** Begin Record list **

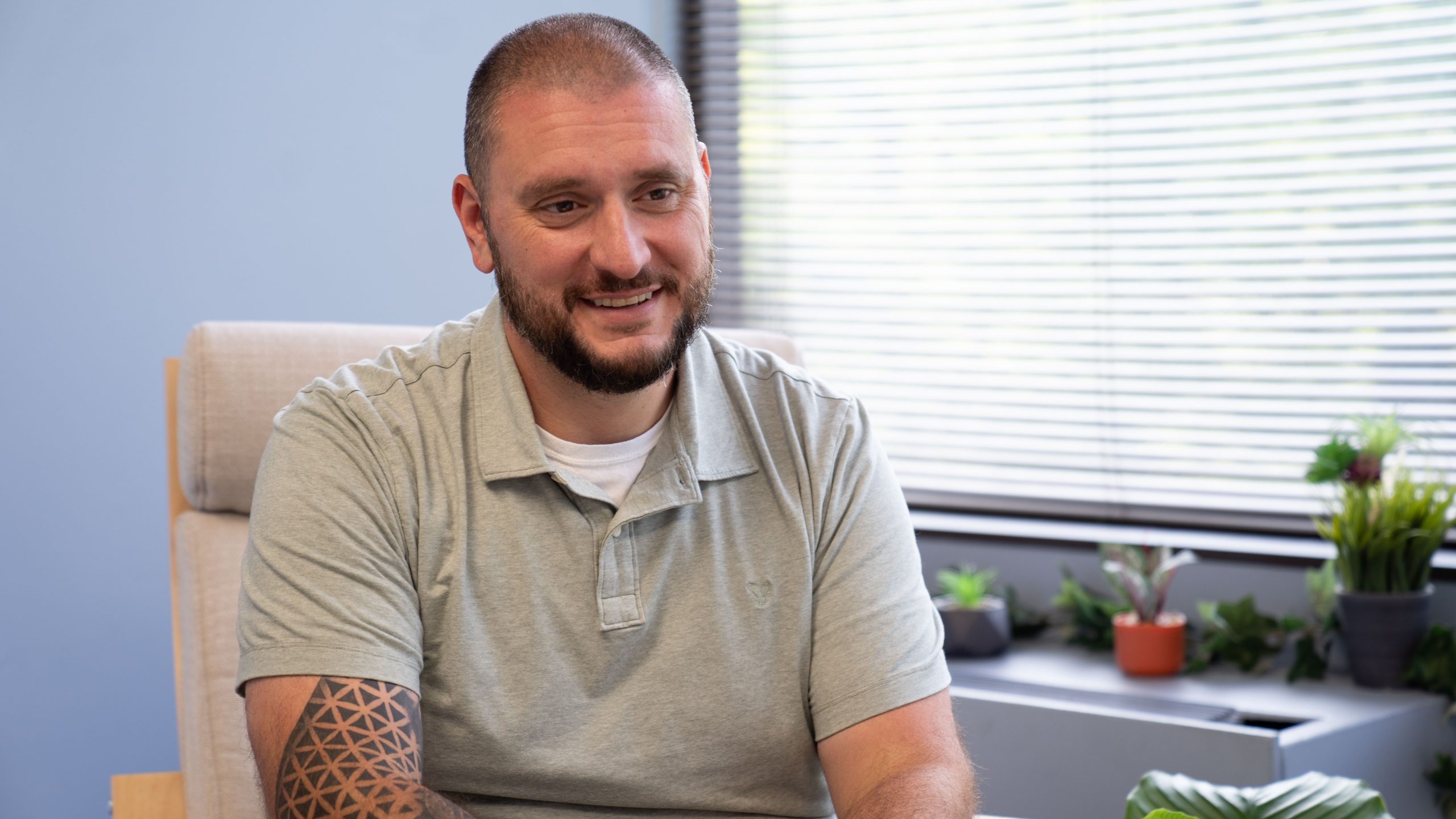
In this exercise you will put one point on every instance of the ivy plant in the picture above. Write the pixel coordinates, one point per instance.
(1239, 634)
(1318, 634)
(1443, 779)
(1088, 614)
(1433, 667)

** End Record list **
** Begin Record list **

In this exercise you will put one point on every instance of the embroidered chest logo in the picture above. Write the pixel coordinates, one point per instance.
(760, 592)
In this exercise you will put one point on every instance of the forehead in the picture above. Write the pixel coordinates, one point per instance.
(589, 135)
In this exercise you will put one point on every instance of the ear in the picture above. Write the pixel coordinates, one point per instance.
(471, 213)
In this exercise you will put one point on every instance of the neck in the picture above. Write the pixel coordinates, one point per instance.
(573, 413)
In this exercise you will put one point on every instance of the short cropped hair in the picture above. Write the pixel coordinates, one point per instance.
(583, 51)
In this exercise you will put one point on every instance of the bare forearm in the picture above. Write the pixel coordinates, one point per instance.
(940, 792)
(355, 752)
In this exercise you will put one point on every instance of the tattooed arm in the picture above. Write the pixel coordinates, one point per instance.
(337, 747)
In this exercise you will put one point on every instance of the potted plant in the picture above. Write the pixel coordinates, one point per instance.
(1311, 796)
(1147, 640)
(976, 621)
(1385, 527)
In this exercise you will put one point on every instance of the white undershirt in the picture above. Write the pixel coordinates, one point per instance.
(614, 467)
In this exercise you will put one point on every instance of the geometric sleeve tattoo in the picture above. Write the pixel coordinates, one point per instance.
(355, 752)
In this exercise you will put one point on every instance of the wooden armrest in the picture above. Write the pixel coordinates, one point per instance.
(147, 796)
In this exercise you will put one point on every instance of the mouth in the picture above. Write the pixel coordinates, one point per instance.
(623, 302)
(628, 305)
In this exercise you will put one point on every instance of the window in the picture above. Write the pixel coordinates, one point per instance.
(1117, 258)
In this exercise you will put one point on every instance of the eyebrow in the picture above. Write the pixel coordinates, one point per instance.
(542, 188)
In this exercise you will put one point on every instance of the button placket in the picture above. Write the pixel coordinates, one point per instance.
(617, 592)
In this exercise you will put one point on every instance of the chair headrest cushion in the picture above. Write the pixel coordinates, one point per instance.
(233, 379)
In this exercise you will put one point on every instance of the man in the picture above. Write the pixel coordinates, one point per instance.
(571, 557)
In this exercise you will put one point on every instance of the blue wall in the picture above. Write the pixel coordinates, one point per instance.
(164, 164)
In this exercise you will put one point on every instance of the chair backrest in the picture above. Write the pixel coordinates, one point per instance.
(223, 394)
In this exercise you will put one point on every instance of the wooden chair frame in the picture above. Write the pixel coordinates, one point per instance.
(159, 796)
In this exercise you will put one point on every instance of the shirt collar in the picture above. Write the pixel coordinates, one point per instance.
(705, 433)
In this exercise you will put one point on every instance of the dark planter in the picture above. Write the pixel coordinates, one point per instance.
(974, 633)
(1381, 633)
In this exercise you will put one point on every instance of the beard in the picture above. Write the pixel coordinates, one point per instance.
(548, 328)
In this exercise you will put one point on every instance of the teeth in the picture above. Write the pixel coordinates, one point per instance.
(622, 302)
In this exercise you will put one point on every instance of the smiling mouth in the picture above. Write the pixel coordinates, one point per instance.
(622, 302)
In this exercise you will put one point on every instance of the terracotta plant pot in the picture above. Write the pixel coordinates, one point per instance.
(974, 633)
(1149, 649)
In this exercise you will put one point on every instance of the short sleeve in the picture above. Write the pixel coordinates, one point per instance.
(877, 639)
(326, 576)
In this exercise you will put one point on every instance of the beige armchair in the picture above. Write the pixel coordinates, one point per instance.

** End Record list **

**Problem description:** Quote the lines of the material above word for word, starting at the line containing "of the terracotta" and ending at the line containing "(1149, 649)".

**Solved problem:**
In this exercise you will put one point on every instance of the terracotta plant pot in the picture above. Write the pixel coordinates, one point per instance.
(974, 633)
(1149, 649)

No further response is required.